» **Dataset excerpts**:
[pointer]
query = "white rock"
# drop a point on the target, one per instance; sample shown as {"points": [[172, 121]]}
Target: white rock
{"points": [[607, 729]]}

» **GOAL OF THE EXERCISE**:
Every line of the data above should be output exactly as written.

» **ANSWER TO THIS EXERCISE**:
[pointer]
query = "white rock"
# drop a point on the target, one per instance; sample shown as {"points": [[172, 121]]}
Target: white rock
{"points": [[607, 729]]}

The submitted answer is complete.